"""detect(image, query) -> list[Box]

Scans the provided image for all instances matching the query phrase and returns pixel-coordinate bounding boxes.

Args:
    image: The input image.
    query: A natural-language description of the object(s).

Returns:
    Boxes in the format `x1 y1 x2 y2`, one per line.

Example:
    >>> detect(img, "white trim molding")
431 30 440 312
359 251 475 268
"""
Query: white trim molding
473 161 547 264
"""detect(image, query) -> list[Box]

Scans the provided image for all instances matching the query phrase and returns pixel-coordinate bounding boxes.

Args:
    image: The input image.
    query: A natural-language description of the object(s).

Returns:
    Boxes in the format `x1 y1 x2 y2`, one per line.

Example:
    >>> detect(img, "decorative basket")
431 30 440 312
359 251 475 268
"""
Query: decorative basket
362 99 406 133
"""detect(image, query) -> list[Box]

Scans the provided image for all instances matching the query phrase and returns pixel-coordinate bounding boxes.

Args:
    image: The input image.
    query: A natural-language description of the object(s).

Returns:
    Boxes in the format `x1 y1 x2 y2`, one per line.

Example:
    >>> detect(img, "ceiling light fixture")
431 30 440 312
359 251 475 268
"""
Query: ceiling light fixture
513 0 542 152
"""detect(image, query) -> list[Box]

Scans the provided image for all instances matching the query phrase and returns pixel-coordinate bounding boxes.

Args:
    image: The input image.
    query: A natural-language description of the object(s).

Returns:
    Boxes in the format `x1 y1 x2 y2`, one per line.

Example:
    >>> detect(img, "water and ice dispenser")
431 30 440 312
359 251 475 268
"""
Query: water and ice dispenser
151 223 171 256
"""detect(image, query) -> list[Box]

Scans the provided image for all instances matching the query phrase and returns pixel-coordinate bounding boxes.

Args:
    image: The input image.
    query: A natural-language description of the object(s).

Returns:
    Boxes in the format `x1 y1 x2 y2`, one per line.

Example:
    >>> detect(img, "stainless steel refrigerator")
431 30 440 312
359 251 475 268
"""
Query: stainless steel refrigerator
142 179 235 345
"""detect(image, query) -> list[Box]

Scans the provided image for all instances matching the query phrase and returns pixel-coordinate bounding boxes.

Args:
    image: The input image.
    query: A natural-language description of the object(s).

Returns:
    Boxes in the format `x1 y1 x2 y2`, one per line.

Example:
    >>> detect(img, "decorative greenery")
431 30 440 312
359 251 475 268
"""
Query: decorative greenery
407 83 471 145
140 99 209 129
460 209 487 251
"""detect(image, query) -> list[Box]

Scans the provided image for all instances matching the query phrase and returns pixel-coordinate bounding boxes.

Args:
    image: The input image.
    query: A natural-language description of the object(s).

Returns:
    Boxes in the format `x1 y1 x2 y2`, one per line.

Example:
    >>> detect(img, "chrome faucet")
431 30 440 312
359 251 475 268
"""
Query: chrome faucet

> **Written problem**
Collect each line of the material above that contains the string "basket". Case counts.

> **Answer to this exercise**
    >>> detect(img, "decorative basket")
Query: decorative basket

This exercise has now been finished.